=== Given exercise ===
Please write out the records below word for word, beginning at the line that contains "Target: black tire" and continuing through the last line of the records.

# start of Data for processing

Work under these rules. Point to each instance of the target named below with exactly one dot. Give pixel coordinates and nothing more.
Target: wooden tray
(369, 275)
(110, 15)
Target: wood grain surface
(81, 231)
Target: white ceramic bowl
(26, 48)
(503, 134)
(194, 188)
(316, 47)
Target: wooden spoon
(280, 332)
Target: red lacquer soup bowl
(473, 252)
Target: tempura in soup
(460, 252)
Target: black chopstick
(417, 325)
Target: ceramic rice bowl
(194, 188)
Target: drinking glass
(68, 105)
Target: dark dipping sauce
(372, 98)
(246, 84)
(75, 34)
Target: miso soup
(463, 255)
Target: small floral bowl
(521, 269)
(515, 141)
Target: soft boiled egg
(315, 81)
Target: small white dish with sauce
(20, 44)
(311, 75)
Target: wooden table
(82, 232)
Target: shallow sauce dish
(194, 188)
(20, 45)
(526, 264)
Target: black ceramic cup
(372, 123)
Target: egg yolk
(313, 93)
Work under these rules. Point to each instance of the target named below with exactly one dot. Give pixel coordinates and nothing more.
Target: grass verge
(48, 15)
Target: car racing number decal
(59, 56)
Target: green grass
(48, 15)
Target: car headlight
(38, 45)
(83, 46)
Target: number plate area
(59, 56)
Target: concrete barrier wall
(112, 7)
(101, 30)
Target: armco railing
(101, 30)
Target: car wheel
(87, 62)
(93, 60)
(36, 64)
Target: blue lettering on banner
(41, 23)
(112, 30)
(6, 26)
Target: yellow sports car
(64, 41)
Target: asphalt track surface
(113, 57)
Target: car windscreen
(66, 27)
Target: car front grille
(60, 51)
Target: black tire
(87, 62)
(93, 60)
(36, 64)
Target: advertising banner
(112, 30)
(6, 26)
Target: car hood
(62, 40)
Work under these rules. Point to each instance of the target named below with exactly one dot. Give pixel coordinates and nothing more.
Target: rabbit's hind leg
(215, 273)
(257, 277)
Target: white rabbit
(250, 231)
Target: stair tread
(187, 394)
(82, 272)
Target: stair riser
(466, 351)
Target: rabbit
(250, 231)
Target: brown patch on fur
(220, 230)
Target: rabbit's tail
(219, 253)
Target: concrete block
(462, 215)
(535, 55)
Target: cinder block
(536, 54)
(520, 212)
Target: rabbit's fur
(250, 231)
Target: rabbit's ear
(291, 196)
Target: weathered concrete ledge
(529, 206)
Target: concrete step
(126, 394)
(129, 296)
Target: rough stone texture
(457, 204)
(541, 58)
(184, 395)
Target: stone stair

# end of Data for processing

=== Response to this exercise ===
Target: black tire
(87, 62)
(93, 60)
(36, 64)
Target: advertising banner
(112, 30)
(6, 26)
Target: car hood
(62, 40)
Work under these rules. Point to each instance of the target named below with exactly one dot. Give pixel coordinates and nothing more.
Target: rabbit's hind leg
(215, 273)
(257, 277)
Target: white rabbit
(250, 231)
Target: stair tread
(187, 394)
(82, 272)
Target: stair riser
(466, 351)
Target: rabbit
(250, 231)
Target: brown patch on fur
(220, 230)
Target: rabbit's tail
(219, 253)
Target: concrete block
(462, 215)
(535, 55)
Target: cinder block
(536, 54)
(520, 212)
Target: rabbit's fur
(250, 231)
Target: rabbit's ear
(291, 196)
Target: weathered concrete ledge
(529, 206)
Target: concrete step
(126, 394)
(129, 296)
Target: rough stone texture
(457, 204)
(541, 58)
(184, 395)
Target: stone stair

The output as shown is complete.